[Excerpts of pointing data]
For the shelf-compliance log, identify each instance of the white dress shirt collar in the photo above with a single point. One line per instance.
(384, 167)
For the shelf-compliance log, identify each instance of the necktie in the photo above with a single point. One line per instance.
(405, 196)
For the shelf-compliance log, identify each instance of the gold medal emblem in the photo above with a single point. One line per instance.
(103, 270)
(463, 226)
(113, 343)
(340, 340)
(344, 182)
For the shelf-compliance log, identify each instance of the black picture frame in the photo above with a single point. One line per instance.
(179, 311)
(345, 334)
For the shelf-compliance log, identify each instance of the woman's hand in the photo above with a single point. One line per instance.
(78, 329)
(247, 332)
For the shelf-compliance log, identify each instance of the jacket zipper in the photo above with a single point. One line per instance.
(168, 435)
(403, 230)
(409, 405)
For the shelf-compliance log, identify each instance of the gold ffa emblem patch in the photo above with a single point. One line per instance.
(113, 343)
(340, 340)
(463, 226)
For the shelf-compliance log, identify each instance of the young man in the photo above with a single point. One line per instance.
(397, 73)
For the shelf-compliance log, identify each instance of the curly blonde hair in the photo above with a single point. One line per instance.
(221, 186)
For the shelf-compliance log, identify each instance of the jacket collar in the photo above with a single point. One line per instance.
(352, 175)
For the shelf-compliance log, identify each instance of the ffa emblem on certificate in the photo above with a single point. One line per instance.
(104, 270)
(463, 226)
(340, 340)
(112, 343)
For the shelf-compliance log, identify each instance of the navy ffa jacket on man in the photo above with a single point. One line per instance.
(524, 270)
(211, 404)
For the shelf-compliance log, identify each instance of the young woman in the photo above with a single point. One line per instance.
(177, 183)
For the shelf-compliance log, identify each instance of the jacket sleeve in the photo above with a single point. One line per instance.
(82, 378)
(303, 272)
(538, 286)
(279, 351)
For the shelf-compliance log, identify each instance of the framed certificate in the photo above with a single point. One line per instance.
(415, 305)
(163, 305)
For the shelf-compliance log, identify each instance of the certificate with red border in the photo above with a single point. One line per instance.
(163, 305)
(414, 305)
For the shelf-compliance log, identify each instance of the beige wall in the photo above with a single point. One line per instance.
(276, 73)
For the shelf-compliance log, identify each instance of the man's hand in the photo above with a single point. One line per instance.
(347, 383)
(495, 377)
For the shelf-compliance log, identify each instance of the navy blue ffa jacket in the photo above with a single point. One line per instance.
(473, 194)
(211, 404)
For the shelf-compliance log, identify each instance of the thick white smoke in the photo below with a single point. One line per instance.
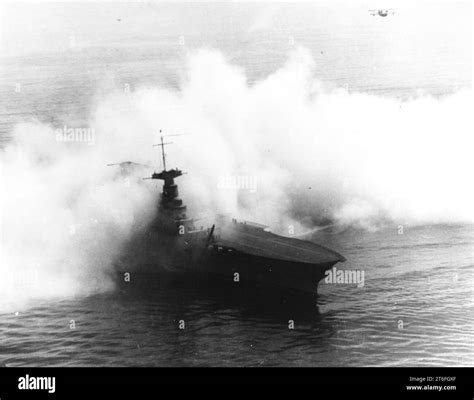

Short exercise:
Rewrite the material beginning at the line that contains "the jacket collar" and ending with its last line, adding 103 to every coordinate in the answers. Leave the pictures out.

Correct output:
For the shelf-compliance log, identify each instance of the jacket collar in the photo above with a single point. One line per instance.
(455, 278)
For the shelf-compliance log, identify each instance of the ffa emblem on certificate in the photo above with a single point. One line per instance.
(207, 373)
(566, 329)
(443, 443)
(215, 446)
For the shelf-compliance log, identify each instance of the navy ffa jacket on man in the photo above with a single point. One line per instance.
(627, 373)
(314, 507)
For the shelf-compliance log, identify each instance of the young woman in the photo above with a single point. One line per instance.
(280, 286)
For the shelf-compliance log, identify each instance of the jacket sleeve in the photo above with a single point. One line per instance.
(185, 481)
(406, 375)
(641, 389)
(382, 454)
For the shelf-compliance log, identify each instance of the framed certificate in the photo above with a single point. One line per instance.
(518, 408)
(266, 408)
For the shelf-compliance log, identify each instance of the certificate with red border in the photo above with a single point. One line per instance.
(266, 408)
(517, 408)
For the shelf-compliance log, identify each instance of the beige wall in the photo above with a single point. One line per instance.
(379, 176)
For the shelf-compliance log, identify each instance of the man's hand in the photo above with a single point. One line per instance.
(450, 486)
(598, 480)
For the shelf-compliance log, identify each instance of the navy blue ffa jacket in the photo above with a single point. One line per instance.
(576, 297)
(314, 507)
For the shelf-compliance log, identify each instance of the thick white smoke in the photo below with a single point. One line per instance.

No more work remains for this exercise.